Outline annotation items
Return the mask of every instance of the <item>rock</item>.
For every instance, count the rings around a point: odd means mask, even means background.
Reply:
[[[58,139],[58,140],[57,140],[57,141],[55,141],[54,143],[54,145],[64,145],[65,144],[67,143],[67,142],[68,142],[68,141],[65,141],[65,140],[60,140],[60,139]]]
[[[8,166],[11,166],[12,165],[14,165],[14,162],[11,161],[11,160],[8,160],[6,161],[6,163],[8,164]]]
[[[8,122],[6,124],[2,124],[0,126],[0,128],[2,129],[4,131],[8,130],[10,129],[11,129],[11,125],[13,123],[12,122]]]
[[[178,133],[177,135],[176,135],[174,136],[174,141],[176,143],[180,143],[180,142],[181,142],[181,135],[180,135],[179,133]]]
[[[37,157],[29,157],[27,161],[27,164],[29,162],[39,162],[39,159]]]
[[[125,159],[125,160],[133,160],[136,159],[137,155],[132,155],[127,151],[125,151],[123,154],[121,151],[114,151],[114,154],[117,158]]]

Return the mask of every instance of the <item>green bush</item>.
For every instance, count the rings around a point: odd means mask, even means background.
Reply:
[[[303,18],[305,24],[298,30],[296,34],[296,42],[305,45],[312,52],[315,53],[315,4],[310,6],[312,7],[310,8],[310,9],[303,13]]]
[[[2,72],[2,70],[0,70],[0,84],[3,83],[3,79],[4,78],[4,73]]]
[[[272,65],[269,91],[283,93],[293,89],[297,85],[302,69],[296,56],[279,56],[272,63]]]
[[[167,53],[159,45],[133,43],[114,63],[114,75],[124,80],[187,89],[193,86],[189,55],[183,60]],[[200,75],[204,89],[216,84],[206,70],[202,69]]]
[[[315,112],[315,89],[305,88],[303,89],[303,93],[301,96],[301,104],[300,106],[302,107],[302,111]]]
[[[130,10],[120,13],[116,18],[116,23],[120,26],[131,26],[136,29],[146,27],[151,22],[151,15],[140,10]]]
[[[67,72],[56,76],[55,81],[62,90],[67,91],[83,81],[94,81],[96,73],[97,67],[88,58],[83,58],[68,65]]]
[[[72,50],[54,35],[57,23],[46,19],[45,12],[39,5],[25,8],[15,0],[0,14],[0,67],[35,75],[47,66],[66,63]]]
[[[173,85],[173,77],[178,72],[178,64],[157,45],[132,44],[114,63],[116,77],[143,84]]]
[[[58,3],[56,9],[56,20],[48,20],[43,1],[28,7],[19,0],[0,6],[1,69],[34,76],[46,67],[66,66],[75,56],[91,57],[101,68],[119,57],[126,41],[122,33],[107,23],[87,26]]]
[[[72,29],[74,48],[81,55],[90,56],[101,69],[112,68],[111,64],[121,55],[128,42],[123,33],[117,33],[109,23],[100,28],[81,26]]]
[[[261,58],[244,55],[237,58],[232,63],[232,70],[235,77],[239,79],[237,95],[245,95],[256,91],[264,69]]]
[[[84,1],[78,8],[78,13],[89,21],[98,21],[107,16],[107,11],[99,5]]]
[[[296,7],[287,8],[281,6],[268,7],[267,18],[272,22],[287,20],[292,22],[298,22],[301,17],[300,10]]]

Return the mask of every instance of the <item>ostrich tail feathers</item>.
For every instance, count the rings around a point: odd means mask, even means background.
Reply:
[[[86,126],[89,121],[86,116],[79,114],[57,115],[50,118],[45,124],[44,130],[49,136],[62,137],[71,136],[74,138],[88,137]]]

## INSTRUCTIONS TO FOLLOW
Could you lay out every line of the items above as a numbered list, leaving out the blank lines?

## RESPONSE
1. Return the mask of every instance of the <item>rock</item>.
2. For every instance, count the rings around a point: odd means mask, even means background.
3. Reply:
4. [[[58,139],[58,140],[57,140],[57,141],[55,141],[54,143],[54,145],[64,145],[65,144],[67,143],[67,142],[68,142],[68,141],[65,141],[65,140],[60,140],[60,139]]]
5. [[[8,166],[11,166],[12,165],[14,165],[14,162],[11,161],[11,160],[8,160],[6,161],[6,163],[8,164]]]
6. [[[8,122],[6,124],[2,124],[0,126],[0,128],[2,129],[4,131],[8,130],[10,129],[11,129],[11,125],[13,123],[12,122]]]
7. [[[178,133],[177,135],[176,135],[174,136],[174,141],[176,143],[180,143],[180,142],[181,142],[181,135],[180,135],[179,133]]]
8. [[[37,157],[29,157],[27,161],[27,164],[29,162],[39,162],[39,159]]]
9. [[[125,159],[125,160],[133,160],[136,159],[137,155],[132,155],[127,151],[125,151],[123,154],[121,151],[114,151],[114,154],[117,158]]]
10. Return the mask of every instance of the <item>green bush</item>.
11. For every instance, count the rings around a point: odd means mask, even means background.
12. Reply:
13. [[[303,18],[305,24],[298,30],[296,34],[296,42],[305,45],[312,52],[315,53],[315,4],[310,6],[312,7],[310,8],[310,9],[303,13]]]
14. [[[2,72],[2,70],[0,70],[0,84],[3,83],[3,79],[4,78],[4,73]]]
15. [[[272,65],[269,91],[283,93],[293,89],[297,85],[302,69],[296,56],[279,56],[272,63]]]
16. [[[167,53],[159,45],[133,43],[114,63],[114,75],[124,80],[187,89],[193,86],[189,55],[183,60]],[[200,75],[204,89],[216,84],[206,70],[202,69]]]
17. [[[315,112],[315,89],[305,88],[303,89],[303,93],[301,96],[301,104],[300,106],[302,107],[302,111]]]
18. [[[130,10],[120,13],[116,18],[116,23],[120,26],[131,26],[136,29],[146,27],[151,22],[151,15],[140,10]]]
19. [[[67,72],[56,76],[55,81],[62,90],[67,91],[83,81],[94,81],[96,73],[97,67],[88,58],[83,58],[68,65]]]
20. [[[72,50],[54,35],[57,23],[46,19],[45,12],[39,5],[25,8],[15,0],[0,14],[0,67],[35,75],[47,66],[66,63]]]
21. [[[173,85],[173,77],[178,72],[178,64],[157,45],[132,44],[114,63],[116,77],[143,84]]]
22. [[[58,3],[56,9],[56,20],[48,20],[43,1],[28,7],[19,0],[0,6],[1,69],[34,76],[46,67],[66,66],[75,56],[91,57],[101,68],[119,57],[126,41],[122,33],[107,23],[87,26]]]
23. [[[72,29],[74,48],[81,55],[90,56],[101,69],[112,68],[111,64],[121,55],[128,42],[123,33],[117,33],[109,23],[100,28],[81,26]]]
24. [[[261,58],[244,55],[237,58],[232,63],[232,70],[235,77],[239,79],[237,95],[245,95],[256,91],[264,69]]]
25. [[[84,1],[78,8],[78,13],[89,21],[98,21],[107,16],[107,11],[99,5]]]
26. [[[296,7],[287,8],[281,6],[268,7],[267,18],[272,22],[287,20],[292,22],[298,22],[301,17],[300,10]]]
27. Return the mask of every instance of the <item>ostrich tail feathers</item>.
28. For every instance, count the rings around a point: odd means mask, even means background.
29. Reply:
30. [[[86,126],[89,121],[86,116],[79,114],[57,115],[50,118],[45,124],[44,130],[49,136],[62,137],[71,136],[74,138],[88,137]]]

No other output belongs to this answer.